** Begin Extracted information **

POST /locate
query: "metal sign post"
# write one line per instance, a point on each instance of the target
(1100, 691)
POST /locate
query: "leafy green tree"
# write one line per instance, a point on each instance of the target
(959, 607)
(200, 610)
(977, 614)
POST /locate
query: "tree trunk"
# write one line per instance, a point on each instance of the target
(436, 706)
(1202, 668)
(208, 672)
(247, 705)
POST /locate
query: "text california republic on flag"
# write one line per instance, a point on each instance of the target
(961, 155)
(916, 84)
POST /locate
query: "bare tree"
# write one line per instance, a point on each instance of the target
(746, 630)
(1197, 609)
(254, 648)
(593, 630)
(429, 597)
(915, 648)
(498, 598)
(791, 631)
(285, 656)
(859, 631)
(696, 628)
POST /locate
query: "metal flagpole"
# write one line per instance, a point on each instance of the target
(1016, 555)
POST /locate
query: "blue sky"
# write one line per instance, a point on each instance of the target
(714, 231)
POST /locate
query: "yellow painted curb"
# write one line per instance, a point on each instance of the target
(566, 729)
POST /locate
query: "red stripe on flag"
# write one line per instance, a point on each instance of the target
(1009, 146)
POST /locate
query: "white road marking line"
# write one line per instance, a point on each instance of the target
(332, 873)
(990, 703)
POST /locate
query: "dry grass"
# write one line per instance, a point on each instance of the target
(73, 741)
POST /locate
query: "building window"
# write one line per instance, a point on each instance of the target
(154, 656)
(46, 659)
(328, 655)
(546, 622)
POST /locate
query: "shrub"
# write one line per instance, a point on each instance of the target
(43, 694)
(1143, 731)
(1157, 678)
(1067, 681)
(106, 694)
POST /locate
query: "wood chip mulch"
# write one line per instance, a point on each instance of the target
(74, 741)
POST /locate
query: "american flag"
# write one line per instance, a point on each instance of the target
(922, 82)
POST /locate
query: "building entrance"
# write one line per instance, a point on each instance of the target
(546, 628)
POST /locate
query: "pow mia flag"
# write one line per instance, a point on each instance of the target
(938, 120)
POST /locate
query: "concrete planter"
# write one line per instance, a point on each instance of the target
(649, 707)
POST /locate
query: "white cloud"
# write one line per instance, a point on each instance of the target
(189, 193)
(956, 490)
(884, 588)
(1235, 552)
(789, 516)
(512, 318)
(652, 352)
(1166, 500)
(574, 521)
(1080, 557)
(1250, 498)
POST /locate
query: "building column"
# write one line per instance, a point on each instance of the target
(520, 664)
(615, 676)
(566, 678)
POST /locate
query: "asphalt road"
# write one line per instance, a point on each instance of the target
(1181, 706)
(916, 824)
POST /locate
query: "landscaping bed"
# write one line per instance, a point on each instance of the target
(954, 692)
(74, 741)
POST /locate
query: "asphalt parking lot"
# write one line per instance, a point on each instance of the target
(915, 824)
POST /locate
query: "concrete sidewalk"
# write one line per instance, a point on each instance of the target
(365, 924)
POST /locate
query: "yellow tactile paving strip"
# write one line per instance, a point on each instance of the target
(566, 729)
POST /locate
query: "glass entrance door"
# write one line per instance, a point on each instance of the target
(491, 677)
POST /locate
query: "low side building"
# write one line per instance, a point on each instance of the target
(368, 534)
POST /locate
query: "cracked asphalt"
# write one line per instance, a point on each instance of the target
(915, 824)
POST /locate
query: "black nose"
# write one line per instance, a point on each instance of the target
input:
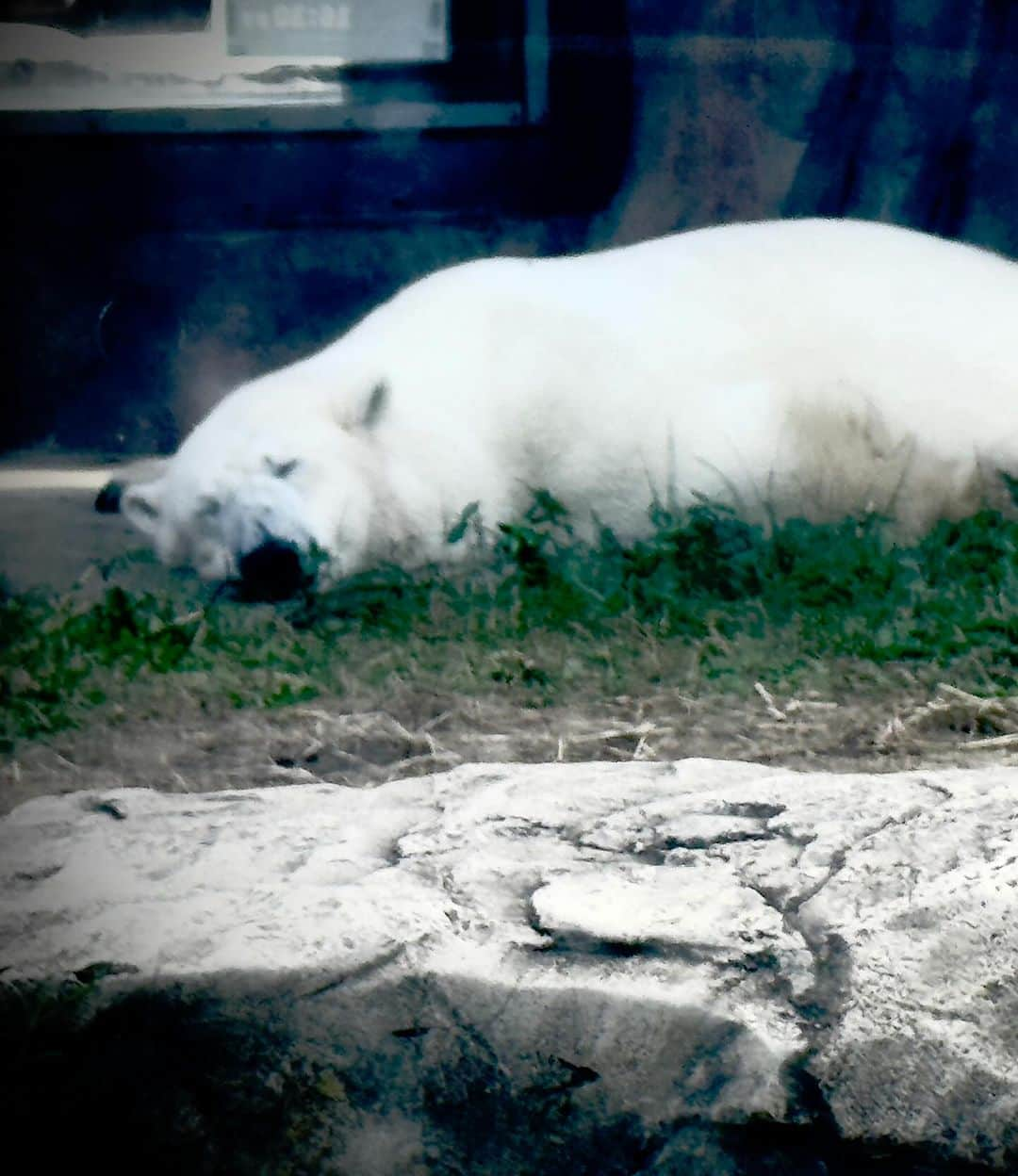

** End Extracted information **

* Exercise instructions:
Reproduce verbatim the lines running from the start of the items through the line that contains "(1100, 691)", inclusive of both ends.

* The answer:
POST /locate
query: "metal sign post"
# write one line per instance, a point on each instance of the target
(1100, 691)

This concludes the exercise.